• [Written problem]: Every entry must be given again exactly.

— BEGIN Exercise inputs —

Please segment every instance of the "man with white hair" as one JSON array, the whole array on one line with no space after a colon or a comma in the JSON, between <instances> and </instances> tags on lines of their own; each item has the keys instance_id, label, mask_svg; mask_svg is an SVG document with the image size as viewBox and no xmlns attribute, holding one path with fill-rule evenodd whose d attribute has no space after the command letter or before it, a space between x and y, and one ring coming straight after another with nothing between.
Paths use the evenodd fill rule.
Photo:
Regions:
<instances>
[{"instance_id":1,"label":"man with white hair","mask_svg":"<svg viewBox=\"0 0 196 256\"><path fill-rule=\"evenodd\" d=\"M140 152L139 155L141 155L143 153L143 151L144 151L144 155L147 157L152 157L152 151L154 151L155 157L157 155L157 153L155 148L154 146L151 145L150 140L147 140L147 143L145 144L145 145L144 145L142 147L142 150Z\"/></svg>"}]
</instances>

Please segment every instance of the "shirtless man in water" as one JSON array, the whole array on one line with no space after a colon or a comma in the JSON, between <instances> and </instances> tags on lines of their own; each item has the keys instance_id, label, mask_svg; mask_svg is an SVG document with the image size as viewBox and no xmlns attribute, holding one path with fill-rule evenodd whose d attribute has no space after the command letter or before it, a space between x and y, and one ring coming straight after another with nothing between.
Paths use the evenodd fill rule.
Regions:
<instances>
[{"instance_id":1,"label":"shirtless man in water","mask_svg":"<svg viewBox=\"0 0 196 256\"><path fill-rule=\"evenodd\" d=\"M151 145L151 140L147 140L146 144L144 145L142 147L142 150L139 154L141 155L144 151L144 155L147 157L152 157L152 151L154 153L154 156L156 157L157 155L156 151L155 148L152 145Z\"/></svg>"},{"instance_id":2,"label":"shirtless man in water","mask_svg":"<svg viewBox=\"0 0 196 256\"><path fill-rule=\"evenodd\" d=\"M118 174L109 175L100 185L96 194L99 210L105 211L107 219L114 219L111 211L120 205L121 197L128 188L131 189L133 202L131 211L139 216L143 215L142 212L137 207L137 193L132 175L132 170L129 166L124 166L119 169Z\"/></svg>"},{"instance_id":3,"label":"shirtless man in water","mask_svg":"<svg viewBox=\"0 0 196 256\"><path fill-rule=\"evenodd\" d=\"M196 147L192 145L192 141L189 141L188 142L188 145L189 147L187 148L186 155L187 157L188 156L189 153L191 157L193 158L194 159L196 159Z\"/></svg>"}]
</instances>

— END Exercise inputs —

• [Result of the exercise]:
Please segment every instance of the "man with white hair" as one JSON array, the whole array on one line with no space after a colon or a comma in the JSON, between <instances> and </instances> tags on lines of their own; each item has the keys instance_id, label, mask_svg; mask_svg is an SVG document with the image size as viewBox and no xmlns attribute, holding one path with fill-rule evenodd whose d attribute has no space after the command letter or before it, a space between x and y, and one ring coming straight after another with nothing between.
Paths use the evenodd fill rule.
Photo:
Regions:
<instances>
[{"instance_id":1,"label":"man with white hair","mask_svg":"<svg viewBox=\"0 0 196 256\"><path fill-rule=\"evenodd\" d=\"M140 152L139 155L141 155L143 153L143 151L144 151L144 155L147 157L152 157L152 151L154 151L155 157L157 155L157 153L155 148L154 146L151 145L150 140L147 140L147 143L145 144L145 145L144 145L142 147L142 150Z\"/></svg>"}]
</instances>

Please segment every instance of the "shirtless man in water" as one JSON array, the whole array on one line with no space after a colon or a comma in the JSON, between <instances> and </instances> tags on lines of their own; each item has the keys instance_id, label, mask_svg; mask_svg is an SVG document with the image size as viewBox and no xmlns attribute, holding one path with fill-rule evenodd whose d attribute has no space after the command letter or before it, a space between x and y, and one ring coming straight after another with nothing between.
Paths use the evenodd fill rule.
Regions:
<instances>
[{"instance_id":1,"label":"shirtless man in water","mask_svg":"<svg viewBox=\"0 0 196 256\"><path fill-rule=\"evenodd\" d=\"M151 145L151 140L147 140L146 144L144 145L142 147L142 150L139 154L141 155L144 151L144 155L147 157L152 157L152 151L154 153L154 156L156 157L157 155L156 151L155 148L152 145Z\"/></svg>"},{"instance_id":2,"label":"shirtless man in water","mask_svg":"<svg viewBox=\"0 0 196 256\"><path fill-rule=\"evenodd\" d=\"M118 174L109 175L100 185L96 194L99 210L105 211L107 219L114 219L111 211L120 205L121 197L128 188L131 189L133 202L131 211L139 216L143 215L142 212L137 207L137 193L132 175L132 170L129 166L124 166L119 169Z\"/></svg>"},{"instance_id":3,"label":"shirtless man in water","mask_svg":"<svg viewBox=\"0 0 196 256\"><path fill-rule=\"evenodd\" d=\"M196 147L192 145L192 141L189 141L188 142L188 145L189 147L187 148L186 155L187 157L188 156L189 153L191 157L193 158L194 159L196 159Z\"/></svg>"}]
</instances>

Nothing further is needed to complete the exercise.